Sobald wir diesen Perspektivwechsel vornehmen und stärker die Aufgabe als die Person in den Fokus unserer Aufmerksamkeit stellen, taucht auch die Situation wieder auf. Genau hier liegt unseres Erachtens das bedeutsamste Erbe des alten situativen Führungsansatzes: Wenn wir die wesentlichen Aspekte der eigenen Situation analysieren könnten, ließe sich sehr viel professioneller führen.

Und an dieser Stelle fragen wir uns verblüfft, warum sich auf der Grundlage des Situativen Führungsmodells seit gut 50 Jahren keine ernsthafte Situationsdiagnostik entwickelt hat. Dieses Erstaunen wächst noch, wenn wir uns auf der anderen Seite die überbordende Welt der Persönlichkeits- und Potenzialdiagnostik anschauen.

Die eigene Führungssituation als Kompass

Viele Menschen möchten glauben, dass ein „Koffer voller Tools“ sowie die eigene werteorientierte und authentische Persönlichkeit ausreichen, um in der Führungsrolle akzeptiert zu werden. Dafür spricht in der Realität wenig. Unsere Studien weisen darauf hin, dass es zweitrangig ist, welches Werkzeug man hat. Wesentlich ist, wozu man es einsetzt.

Absolut entscheidend bleibt stets, sich flexibel darum zu kümmern, dass alle das gemeinsame Ziel erreichen. Führende müssen einen spezifischen und wesentlichen Mehrwert für diesen Erfolg liefern. Hier finden wir den Kern freiwilliger Gefolgschaft.

Damit sind die entscheidenden Grundpfeiler einer sinnvollen Situationsanalyse definiert:

  1. Ziel: Was gilt es gemeinsam zu erreichen?
  2. Kontext: Welche Faktoren sind erfolgsrelevant (Sachthema, Beteiligte, Organisation, Hürden…)?

» **Daten zum Zeigen auf Regionen**:

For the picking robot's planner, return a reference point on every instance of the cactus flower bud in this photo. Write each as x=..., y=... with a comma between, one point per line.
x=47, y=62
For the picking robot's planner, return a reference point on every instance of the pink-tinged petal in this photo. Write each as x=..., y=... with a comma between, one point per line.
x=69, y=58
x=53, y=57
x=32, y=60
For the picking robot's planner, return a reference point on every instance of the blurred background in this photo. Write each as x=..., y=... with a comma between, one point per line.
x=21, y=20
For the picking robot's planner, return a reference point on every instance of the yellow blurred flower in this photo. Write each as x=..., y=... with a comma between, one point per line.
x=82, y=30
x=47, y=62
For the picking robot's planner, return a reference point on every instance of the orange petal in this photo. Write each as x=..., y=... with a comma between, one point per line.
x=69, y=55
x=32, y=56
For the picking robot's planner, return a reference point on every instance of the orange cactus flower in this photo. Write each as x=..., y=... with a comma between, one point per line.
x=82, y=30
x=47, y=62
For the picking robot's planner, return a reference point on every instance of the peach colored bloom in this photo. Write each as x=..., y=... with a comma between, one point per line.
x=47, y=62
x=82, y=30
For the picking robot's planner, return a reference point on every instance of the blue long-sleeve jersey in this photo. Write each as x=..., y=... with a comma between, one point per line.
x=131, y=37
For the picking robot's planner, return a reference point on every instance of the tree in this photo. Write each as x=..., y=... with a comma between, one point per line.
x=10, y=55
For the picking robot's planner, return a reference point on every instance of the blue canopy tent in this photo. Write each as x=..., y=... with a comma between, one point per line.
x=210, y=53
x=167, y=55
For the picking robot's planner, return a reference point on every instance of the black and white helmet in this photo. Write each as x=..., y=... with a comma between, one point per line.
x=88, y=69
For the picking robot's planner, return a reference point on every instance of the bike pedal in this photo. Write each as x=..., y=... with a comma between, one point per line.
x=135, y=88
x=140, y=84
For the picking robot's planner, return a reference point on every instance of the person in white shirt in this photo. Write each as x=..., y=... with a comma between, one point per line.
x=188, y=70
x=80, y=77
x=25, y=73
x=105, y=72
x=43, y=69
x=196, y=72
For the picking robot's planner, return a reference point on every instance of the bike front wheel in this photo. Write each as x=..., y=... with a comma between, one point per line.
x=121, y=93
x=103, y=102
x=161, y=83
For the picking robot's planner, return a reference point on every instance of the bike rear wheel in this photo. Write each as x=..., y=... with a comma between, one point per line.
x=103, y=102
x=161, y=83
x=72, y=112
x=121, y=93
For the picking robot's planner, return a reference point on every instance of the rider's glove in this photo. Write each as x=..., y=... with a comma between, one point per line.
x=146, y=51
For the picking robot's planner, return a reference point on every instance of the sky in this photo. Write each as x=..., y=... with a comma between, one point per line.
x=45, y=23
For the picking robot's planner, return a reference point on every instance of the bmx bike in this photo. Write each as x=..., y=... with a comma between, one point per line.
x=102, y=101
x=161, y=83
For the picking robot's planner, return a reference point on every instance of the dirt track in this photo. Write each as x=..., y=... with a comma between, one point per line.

» **Aufgabendetails**:
Gib aus dem Text über situative Führung den Abschnitt von „Und an dieser“ bis „man es einsetzt.“ wortgetreu wieder.

» **Ergebnis der Aufgabe**:
Und an dieser Stelle fragen wir uns verblüfft, warum sich auf der Grundlage des Situativen Führungsmodells seit gut 50 Jahren keine ernsthafte Situationsdiagnostik entwickelt hat. Dieses Erstaunen wächst noch, wenn wir uns auf der anderen Seite die überbordende Welt der Persönlichkeits- und Potenzialdiagnostik anschauen.

Die eigene Führungssituation als Kompass

Viele Menschen möchten glauben, dass ein „Koffer voller Tools“ sowie die eigene werteorientierte und authentische Persönlichkeit ausreichen, um in der Führungsrolle akzeptiert zu werden. Dafür spricht in der Realität wenig. Unsere Studien weisen darauf hin, dass es zweitrangig ist, welches Werkzeug man hat. Wesentlich ist, wozu man es einsetzt.